Passage shown:
>>>>>

NEW YORK, Nov 1 (Reuters) - The addition of Schering-Plough Corp's(SGP.N) experimental hepatitis C drug boceprevir after four weeks of treatment with standard medicines led to highly encouraging sustained response rates in a mid-stage study.
 
The triple combination of boceprevir and the current treatments of pegylated-interfero n and ribavirin appeared to knock out the virus at double the rate of the standard drugs alone, according to researchers.
 
Among patients who had a rapid response to the combination therapy, the cure rate, or those in whom the virus remained undetectable after completing treatment, exceeded 80 percent, according to data to be presented at the American Association for the Study of Liver Diseases (AASLD) meeting in Boston. Boceprevir is in a race with Vertex Pharmaceuticals Inc's (VRTX.O) telaprevir to become the first of a next generation of antiviral hepatitis C medicines called protease inhibitors. Both appear to be highly promising advances in the treatment of the serious liver disease based on early clinical results. "The next decade for hepatitis C not only holds substantial promise for those who have not been treated, but those who have already been treated with standard of care also look like they are going to derive substantial benefits from this new generation of therapies," Dr Paul Kwo, lead investigator of the boceprevir study, said in an interview.
 
The 595-patient boceprevir study was designed to test the triple combination in a response guided therapy. The idea is to enable physicians to tailor duration of therapy -- either 28 or 48 weeks -- based on a patient's early response to treatment, and to help cut the risk of developing resistance to the drug. All patients in the the study received the standard drugs for four weeks before adding boceprevir, which is given three time a day, in order to determine the level of response to the current drugs before the triple combination therapy began.
 
Among the null responders, 25 percent of patients who received 28 weeks of therapy achieved sustained viral response (SVR), while 55 percent who were treated for 48 weeks reached sustained viral response.
 
The percentage of patients in whom the virus is undetectable at least 24 weeks after completing treatment yields the critical measure known as sustained viral response, or SVR, which is tantamount to a cure.
 
The 55 percent response was impressive, Kwo said, because "these are the individuals who are the most difficult to treat in our clinics."
 
Among patients who had a rapid viral response -- defined as the virus being cleared after the initial four-week lead-in treatment plus four weeks on the triple combination -- there was an 82 percent SVR rate after completing a 28-week regimen.
 
Patients who did not have a rapid viral response but reached undetectable virus levels by trea tment week 16 (up to 12 weeks of therapy including boceprevir) had a 79 percent SVR rate after completing a 48-week regimen. By comparison, those who received only the standard drugs for 48 weeks had a 38 percent SVR rate.
 
The ability to successfully treat patients for 28 weeks rather than 48 would be a huge advantage as current drugs can be difficult to tolerate and often lead to flu-like symptoms for the duration of the treatment period.
 
The most common adverse events in patients receiving boceprevir were fatigue, anemia, nausea and headache. While anemia occurred in about half the patients, incidence of discontinuation due to anemia was "extremely low," Kwo said.

<<<<<

(Referring expression data)
>>>>>

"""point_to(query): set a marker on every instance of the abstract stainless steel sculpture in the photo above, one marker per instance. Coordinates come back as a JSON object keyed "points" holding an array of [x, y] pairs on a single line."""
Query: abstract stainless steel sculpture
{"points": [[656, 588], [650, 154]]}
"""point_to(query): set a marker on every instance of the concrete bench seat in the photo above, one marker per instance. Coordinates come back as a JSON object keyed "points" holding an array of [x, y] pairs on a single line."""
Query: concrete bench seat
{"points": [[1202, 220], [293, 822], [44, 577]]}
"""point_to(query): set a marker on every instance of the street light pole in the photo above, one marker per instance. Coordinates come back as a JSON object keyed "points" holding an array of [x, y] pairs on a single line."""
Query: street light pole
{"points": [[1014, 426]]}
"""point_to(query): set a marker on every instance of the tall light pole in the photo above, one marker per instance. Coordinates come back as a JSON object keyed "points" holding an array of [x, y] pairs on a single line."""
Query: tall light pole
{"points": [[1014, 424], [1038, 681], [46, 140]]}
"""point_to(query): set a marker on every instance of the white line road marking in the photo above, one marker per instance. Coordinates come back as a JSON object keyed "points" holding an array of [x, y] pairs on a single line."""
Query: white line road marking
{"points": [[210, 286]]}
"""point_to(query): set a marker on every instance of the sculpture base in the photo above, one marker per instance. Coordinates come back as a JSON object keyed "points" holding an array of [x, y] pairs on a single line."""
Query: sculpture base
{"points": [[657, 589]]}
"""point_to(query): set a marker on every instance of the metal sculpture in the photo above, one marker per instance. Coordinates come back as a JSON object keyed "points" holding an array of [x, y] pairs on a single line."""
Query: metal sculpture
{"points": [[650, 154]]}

<<<<<
>>>>>

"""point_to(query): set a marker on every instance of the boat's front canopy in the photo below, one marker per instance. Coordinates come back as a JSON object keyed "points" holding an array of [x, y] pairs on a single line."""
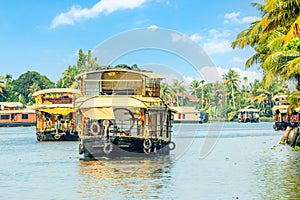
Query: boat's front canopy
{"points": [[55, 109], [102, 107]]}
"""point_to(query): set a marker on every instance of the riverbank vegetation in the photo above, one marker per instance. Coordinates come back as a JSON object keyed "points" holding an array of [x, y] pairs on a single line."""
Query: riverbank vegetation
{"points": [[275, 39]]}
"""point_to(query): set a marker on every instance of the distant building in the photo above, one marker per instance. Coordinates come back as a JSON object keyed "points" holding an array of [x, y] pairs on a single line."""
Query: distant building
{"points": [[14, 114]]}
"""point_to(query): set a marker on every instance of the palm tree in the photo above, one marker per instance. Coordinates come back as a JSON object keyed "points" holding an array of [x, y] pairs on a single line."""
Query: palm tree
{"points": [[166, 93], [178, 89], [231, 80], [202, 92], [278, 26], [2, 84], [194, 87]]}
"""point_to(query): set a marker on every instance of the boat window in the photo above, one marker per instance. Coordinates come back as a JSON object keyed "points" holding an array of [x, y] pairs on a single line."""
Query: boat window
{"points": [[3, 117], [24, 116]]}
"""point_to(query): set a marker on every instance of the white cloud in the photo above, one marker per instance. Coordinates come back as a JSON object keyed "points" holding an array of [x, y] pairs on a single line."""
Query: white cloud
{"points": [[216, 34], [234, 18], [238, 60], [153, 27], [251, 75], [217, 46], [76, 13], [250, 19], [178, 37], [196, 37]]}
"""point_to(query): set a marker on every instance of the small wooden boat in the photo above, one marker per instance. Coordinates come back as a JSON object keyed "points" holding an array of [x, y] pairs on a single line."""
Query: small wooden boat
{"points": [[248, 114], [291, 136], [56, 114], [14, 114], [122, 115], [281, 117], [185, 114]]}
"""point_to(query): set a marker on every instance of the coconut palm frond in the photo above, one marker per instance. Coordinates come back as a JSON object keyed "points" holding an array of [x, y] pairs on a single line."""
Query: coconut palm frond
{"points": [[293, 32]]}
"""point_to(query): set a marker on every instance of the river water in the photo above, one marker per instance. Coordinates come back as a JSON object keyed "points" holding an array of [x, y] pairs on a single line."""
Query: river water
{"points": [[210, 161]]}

<<<<<

Study questions:
(a) Print the portion of the boceprevir article between "Among patients who had a rapid viral" and "the treatment period.", inclusive.
(b) Based on the boceprevir article, state whether each statement below agrees with it. Answer yes or no for each, and quote the words of the article that settle it.
(i) The boceprevir study enrolled 595 patients.
(ii) Patients who received only the standard drugs for 48 weeks had a 38 percent SVR rate.
(iii) The study data were to be presented at a meeting in Chicago.

Responses for each task:
(a)
Among patients who had a rapid viral response -- defined as the virus being cleared after the initial four-week lead-in treatment plus four weeks on the triple combination -- there was an 82 percent SVR rate after completing a 28-week regimen.
 
Patients who did not have a rapid viral response but reached undetectable virus levels by trea tment week 16 (up to 12 weeks of therapy including boceprevir) had a 79 percent SVR rate after completing a 48-week regimen. By comparison, those who received only the standard drugs for 48 weeks had a 38 percent SVR rate.
 
The ability to successfully treat patients for 28 weeks rather than 48 would be a huge advantage as current drugs can be difficult to tolerate and often lead to flu-like symptoms for the duration of the treatment period.

(b)
(i) Yes: "The 595-patient boceprevir study"
(ii) Yes: "those who received only the standard drugs for 48 weeks had a 38 percent SVR rate"
(iii) No: "the American Association for the Study of Liver Diseases (AASLD) meeting in Boston"